To be done — Below is a listing to write out in full, exactly as given, without its pictures.

Information shown —
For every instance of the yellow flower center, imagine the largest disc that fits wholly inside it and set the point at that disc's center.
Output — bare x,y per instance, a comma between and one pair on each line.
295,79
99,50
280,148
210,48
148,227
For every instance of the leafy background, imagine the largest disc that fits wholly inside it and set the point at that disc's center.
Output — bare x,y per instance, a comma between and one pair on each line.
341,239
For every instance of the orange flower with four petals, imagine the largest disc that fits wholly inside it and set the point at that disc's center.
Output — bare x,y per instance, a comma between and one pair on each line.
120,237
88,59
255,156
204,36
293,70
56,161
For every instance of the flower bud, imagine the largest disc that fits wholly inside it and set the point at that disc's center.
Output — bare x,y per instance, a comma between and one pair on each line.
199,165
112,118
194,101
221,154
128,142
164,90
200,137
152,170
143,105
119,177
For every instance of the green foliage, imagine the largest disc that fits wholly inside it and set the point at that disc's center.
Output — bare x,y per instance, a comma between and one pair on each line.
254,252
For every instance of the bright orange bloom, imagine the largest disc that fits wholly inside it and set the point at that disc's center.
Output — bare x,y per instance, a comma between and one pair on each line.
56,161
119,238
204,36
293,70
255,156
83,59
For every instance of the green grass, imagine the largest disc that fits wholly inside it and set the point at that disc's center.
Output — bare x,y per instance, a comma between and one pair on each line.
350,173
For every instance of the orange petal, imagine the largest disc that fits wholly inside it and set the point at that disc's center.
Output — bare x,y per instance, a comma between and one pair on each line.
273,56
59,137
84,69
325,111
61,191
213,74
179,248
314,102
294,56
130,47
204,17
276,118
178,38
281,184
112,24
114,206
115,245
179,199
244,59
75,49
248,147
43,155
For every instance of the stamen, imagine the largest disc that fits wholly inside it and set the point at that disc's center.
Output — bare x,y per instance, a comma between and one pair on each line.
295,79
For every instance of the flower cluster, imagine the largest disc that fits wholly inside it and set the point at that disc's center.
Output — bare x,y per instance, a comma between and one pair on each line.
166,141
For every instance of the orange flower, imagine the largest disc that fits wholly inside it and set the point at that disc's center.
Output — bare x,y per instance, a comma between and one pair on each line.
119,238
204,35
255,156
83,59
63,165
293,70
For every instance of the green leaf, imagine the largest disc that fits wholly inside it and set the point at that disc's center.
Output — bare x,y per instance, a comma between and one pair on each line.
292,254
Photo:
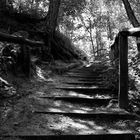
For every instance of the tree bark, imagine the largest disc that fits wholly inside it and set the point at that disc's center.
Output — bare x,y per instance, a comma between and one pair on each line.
50,25
132,18
52,16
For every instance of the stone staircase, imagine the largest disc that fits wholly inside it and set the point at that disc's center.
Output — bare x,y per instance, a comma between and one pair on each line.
89,109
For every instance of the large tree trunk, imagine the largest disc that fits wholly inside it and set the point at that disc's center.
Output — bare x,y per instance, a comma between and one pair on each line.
132,18
50,24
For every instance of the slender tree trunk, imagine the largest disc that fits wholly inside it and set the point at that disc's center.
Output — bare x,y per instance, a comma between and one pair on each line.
52,16
91,38
109,30
132,18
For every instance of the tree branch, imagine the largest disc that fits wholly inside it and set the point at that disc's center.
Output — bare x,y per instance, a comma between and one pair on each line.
19,40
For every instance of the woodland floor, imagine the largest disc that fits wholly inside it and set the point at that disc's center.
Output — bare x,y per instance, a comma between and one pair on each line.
17,114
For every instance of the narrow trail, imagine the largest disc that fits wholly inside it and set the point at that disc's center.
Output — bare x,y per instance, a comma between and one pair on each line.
83,107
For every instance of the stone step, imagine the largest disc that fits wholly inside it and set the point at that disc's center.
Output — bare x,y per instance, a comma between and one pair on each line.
92,101
84,83
86,77
92,89
91,115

Task answer —
For every instance of the yellow flower center, imagine the largest disc that fits wholly inside it and set the point at that disc's center.
Output — bare x,y per instance, a comma between and one pair on each line.
295,79
99,50
280,148
210,48
148,227
For every instance of the leafy background, imagine the largest disc that fits wholly inside it and set the point at that disc's center.
Output — bare x,y per instance, a comma between and one pair on each line.
341,239
For every instance of the orange flower with four petals, imagine the largest disc that fits wholly inside it and set the point at that disc's center.
Output — bare x,y per instance, a comma between and one pair on each line.
120,237
88,59
255,156
204,36
293,70
56,161
For every instance of the flower bud, imagine the largest disc that fits wholly inside it and set the point at that disc's center.
Output — bare x,y per instance, a comma between and one pair on each line.
199,165
112,118
194,101
221,154
128,142
164,90
200,137
152,170
143,105
119,177
For every instance of the green foliage, imagine the largest disc that fits wholly inside it and set the point at that disc's center.
Output — bare x,y per instance, a comma between and one pair on each line.
254,252
For every instance of the bright orange bloom, imagine the largest disc that fits wholly inside it and set the point at that disc's center.
Output — bare x,y per instance, a comma between and one pair on each line.
56,161
119,238
204,36
293,70
255,156
83,59
For every instance of the green grass, imagine the largest disc that fits wholly inside it and set the point at that disc's center.
Output — bare x,y per instance, a comma between and one pair on each line.
350,173
For every instance of the orange petal, imagine the largest disc that fits wholly inside it and set the point at that disc's center.
Output — bare x,y per instance, a comma between and one pair on each line.
273,56
59,137
84,69
325,111
61,191
213,74
179,248
314,102
294,56
130,47
204,17
276,118
178,38
281,184
112,24
114,206
115,245
179,199
244,59
75,49
248,147
43,155
For every instance of the stamen, imagine the largest disc that fits wholly inside it and set the point at that disc's center.
Output — bare x,y per instance, a comma between and one pair on each line.
295,79
For every instance of the flower cluster, imagine the largest disc that fits wholly inside it and set the point at that disc's center.
Output — bare x,y per instance, a comma between and one pair on each line.
166,141
For every instance of the orange flower, imagine the largest disc that fits wholly inside it and set the point at that disc's center.
Output — bare x,y per instance, a comma between and one pair on each line.
119,238
204,35
255,156
83,59
63,165
293,70
For every instance of the green leaf, imagine the largest disc that fits wholly inside it and set the point at that disc's center.
Output — bare x,y per instance, a comma between and one pair on each line.
292,254
Photo:
For every instance of the tree bark, imagine the largest disc that fits wholly inside it and set the point at that disc's center.
Output — bare x,y per instance, a comma between and one pair on each line.
50,25
132,18
52,16
For every instance of the stone staircase, imagine the largest disc that fits wholly inside it and set the point at that disc's center.
Output — bare x,y per instance, a comma between and one pair on each line.
89,109
For every instance of the large tree trunk, imagine the largest disc that fits wholly inside it and set the point at that disc's center.
Output — bare x,y per instance, a comma between and one pair on each line.
132,18
50,24
For every instance of the slender tree trunk, imagine the largest disc that fits wholly inside it and set the point at that disc's center.
Output — bare x,y per instance, a comma between and one pair on each line.
52,16
91,38
109,30
132,18
For every instance of the tree branch, imagine the largest disc that fits wholly inside it and set the point at that disc's center.
Output — bare x,y per instance, a comma between and one pair on each line.
19,40
For every instance of the woodland floor, imagine the largest disc that fits wholly inside it and set the point at that disc's center.
Output — bare x,y per instance, a comma between and one pair on each line.
17,114
For every instance of the narrow trail, imagine the largest disc that fits wholly inside it and set the point at that disc's center.
Output — bare x,y per instance, a comma between and one pair on each line.
83,107
For every instance of the stone step, imagine the largest disc that fits wholly inside it and set the point at that disc's center.
Output — bare x,y per instance, a comma between and one pair on each line.
92,101
84,83
86,77
92,89
91,115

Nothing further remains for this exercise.